To do: Output every line of the entries from the line containing "Where can the sunset" through the last, exactly, with no other content.

(Coordinate labeling data)

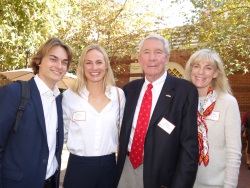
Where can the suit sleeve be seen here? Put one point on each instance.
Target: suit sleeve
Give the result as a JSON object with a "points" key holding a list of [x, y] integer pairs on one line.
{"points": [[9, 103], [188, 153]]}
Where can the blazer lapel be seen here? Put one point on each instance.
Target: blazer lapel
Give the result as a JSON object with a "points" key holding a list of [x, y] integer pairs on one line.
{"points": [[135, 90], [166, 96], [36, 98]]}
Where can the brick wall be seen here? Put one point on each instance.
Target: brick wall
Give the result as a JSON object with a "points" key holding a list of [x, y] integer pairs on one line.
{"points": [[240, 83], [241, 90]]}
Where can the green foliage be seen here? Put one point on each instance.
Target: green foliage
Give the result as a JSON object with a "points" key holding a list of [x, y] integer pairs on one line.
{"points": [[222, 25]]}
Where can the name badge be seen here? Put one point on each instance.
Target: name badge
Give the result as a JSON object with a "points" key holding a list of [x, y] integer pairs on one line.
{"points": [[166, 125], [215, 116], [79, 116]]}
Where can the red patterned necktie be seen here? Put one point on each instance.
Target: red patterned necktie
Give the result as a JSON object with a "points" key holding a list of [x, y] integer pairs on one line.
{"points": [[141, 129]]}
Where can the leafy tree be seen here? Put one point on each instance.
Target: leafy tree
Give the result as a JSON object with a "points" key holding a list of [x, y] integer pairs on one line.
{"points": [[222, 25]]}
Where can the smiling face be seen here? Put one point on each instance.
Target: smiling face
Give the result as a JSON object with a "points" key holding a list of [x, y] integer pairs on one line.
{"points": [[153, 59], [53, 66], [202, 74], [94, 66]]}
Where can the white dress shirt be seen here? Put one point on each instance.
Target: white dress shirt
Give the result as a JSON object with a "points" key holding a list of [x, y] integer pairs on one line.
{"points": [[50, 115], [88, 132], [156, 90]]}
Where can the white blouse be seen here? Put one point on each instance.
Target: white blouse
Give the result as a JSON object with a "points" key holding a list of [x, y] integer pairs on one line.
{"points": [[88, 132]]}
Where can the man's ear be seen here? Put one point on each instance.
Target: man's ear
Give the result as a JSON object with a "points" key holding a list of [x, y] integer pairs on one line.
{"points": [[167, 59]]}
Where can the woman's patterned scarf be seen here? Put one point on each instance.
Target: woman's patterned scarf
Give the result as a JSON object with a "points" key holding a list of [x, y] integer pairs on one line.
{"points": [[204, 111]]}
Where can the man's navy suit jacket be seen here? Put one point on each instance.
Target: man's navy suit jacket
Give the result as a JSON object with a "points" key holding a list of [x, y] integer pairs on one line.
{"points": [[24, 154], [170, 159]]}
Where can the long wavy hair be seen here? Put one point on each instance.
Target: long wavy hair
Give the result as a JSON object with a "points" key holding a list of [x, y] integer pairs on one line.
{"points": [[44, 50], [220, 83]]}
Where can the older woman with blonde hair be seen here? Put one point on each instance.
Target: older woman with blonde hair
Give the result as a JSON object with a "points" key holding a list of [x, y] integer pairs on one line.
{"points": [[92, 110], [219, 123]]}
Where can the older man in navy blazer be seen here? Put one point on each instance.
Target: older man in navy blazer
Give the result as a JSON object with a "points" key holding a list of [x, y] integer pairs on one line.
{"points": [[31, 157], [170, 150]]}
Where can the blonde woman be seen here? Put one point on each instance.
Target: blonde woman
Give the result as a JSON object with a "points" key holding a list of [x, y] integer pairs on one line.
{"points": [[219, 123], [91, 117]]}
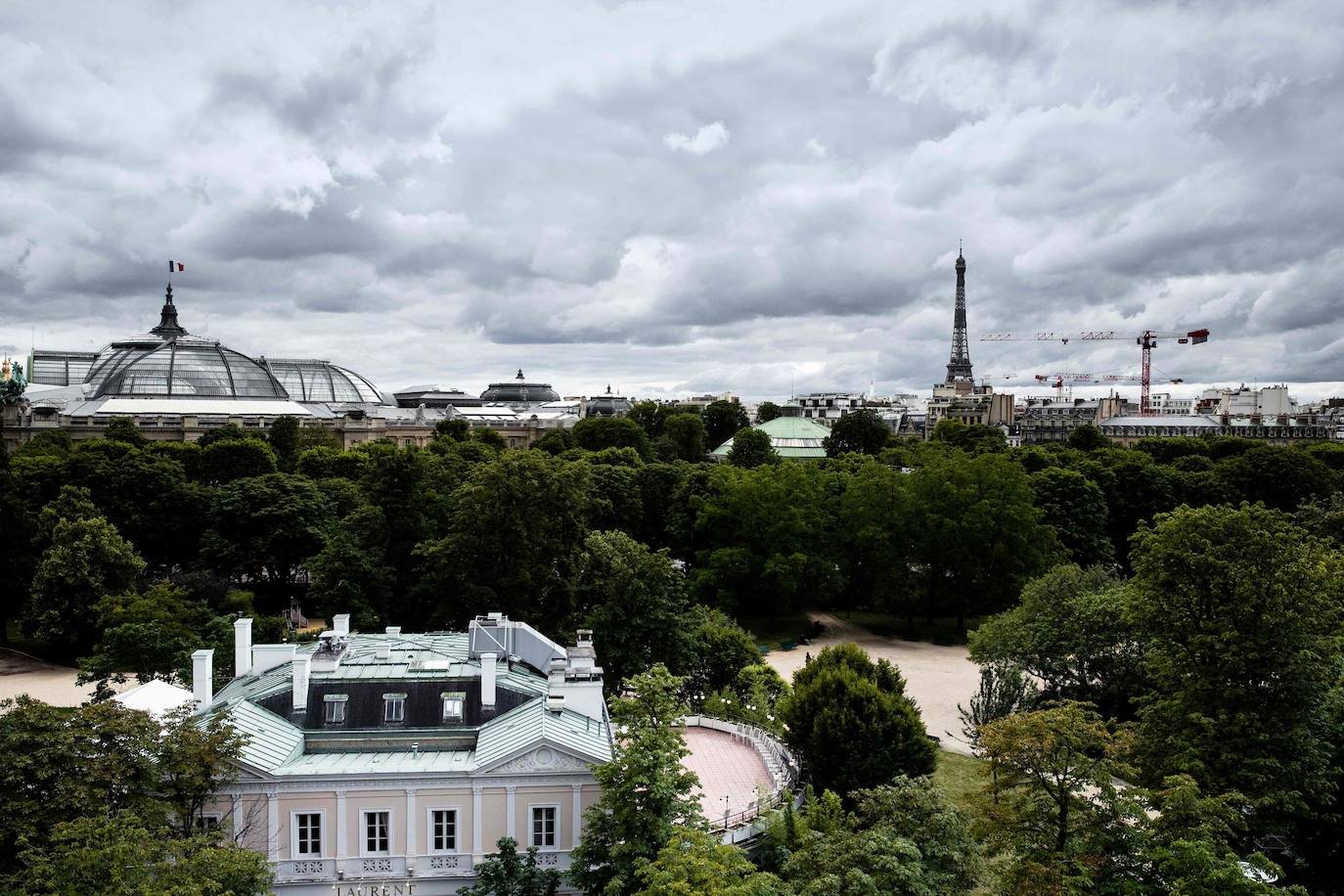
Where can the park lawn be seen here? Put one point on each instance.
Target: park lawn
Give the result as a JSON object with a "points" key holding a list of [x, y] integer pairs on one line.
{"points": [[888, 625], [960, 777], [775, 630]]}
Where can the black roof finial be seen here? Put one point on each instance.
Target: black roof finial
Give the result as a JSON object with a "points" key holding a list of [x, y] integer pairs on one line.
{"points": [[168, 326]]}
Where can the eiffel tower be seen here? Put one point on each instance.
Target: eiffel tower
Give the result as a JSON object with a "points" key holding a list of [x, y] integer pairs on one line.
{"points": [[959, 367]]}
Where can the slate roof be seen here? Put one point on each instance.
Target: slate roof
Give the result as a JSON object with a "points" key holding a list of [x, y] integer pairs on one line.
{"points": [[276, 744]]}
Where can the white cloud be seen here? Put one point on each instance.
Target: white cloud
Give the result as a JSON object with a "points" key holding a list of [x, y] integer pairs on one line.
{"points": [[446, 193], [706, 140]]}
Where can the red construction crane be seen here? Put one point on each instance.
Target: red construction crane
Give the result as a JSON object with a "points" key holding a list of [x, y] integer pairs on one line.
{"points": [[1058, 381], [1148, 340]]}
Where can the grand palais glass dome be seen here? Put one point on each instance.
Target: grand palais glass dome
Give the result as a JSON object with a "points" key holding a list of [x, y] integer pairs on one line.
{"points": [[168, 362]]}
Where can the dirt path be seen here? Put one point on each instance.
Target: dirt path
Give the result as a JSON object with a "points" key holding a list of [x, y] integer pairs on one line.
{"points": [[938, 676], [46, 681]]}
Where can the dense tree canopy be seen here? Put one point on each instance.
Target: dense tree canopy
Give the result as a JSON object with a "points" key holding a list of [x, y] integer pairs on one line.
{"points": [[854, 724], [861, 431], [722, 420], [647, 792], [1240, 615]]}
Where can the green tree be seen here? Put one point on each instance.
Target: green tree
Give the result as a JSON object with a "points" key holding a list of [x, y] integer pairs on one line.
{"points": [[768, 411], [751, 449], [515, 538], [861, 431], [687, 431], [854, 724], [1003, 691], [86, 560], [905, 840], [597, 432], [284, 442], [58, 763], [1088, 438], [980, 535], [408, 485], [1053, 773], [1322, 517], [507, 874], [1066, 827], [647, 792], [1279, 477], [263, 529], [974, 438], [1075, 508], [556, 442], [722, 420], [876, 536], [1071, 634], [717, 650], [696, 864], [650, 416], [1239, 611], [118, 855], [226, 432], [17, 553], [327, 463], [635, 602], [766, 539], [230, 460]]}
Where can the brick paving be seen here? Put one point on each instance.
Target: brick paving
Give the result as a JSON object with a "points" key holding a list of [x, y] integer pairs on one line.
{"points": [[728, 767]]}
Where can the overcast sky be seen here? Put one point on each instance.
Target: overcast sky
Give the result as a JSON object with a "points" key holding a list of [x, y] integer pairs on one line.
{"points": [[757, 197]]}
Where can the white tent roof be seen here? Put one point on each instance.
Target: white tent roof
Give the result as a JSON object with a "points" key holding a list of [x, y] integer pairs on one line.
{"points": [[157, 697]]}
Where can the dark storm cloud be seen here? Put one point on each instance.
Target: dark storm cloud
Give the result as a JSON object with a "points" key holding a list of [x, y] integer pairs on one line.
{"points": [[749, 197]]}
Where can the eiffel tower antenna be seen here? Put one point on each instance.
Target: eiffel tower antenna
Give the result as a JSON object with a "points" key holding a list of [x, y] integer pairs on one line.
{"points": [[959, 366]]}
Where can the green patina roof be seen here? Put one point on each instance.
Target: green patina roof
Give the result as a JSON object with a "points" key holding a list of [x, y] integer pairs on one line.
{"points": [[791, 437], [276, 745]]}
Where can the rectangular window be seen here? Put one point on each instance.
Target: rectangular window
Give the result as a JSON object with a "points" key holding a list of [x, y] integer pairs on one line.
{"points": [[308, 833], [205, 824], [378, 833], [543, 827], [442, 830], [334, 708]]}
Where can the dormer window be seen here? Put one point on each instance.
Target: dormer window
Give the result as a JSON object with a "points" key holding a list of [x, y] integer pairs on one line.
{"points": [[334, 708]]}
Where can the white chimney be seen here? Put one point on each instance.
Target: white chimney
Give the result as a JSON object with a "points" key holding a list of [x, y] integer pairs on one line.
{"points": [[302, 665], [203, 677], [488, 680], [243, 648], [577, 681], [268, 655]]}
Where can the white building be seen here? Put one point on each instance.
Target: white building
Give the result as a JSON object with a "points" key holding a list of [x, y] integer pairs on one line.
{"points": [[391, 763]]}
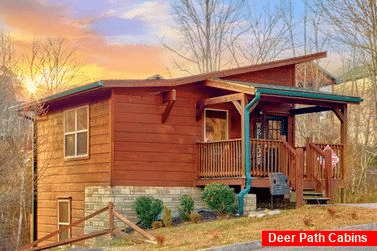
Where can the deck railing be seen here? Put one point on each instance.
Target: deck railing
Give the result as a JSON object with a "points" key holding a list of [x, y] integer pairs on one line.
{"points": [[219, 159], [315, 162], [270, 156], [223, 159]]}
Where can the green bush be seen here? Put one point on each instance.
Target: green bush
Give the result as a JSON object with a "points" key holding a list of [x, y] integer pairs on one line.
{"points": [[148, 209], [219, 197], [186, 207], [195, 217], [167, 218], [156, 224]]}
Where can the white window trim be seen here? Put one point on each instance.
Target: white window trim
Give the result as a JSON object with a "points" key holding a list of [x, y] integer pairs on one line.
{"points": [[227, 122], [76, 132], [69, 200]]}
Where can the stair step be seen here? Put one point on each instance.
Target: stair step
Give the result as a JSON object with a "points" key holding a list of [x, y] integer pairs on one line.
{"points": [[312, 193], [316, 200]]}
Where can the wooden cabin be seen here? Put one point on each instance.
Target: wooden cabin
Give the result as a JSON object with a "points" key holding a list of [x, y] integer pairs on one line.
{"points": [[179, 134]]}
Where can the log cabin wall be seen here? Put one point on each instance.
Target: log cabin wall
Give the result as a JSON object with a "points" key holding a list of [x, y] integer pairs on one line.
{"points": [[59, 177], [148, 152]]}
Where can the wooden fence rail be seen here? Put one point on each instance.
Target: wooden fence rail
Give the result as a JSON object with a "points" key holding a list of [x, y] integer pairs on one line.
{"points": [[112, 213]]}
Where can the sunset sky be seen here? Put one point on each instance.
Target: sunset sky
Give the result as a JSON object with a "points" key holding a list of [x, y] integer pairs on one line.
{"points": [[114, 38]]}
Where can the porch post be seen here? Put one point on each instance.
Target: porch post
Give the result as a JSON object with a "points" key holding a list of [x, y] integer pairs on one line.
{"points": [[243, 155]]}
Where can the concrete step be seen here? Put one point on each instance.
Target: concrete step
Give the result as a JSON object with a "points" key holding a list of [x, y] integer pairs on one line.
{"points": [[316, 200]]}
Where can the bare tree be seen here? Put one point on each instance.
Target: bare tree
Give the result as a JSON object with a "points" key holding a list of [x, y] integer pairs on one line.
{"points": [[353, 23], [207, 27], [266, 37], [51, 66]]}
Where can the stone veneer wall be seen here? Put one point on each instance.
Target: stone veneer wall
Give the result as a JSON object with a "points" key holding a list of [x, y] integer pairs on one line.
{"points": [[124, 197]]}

Worked answer:
Where can the sunset sky be seen here? Put one point on each instance.
Target: sunset sky
Give the result as a JSON object with a "points" key holding a list of [x, y] integer pairs on one line.
{"points": [[114, 38]]}
Where can the porch post be seen here? Put one point on each instance.
Target: porch post
Give the result as a JSON object with a "points" key holding a list of [x, y] integer pairs on one line.
{"points": [[243, 155]]}
Where can the concrete step be seen here? Put one point on each instance.
Target: concrete step
Give the result as a JSON object with a "points" key holding a list of [x, y] integer pairs on one line.
{"points": [[316, 200]]}
Where can the bare tree be seen here? Put one point on each instance.
Target: bare tree
Give the result as a JSON object with a "points" key holding a list of [x, y] integer pairs on one line.
{"points": [[353, 23], [207, 27], [266, 37], [51, 66]]}
Where can the stone veneer wall be seen here? Put one point on each instance.
Target: stone veneer wall
Give the result as a JSON object with a "points" key holding a list of [x, y] integer pairs on one line.
{"points": [[124, 197]]}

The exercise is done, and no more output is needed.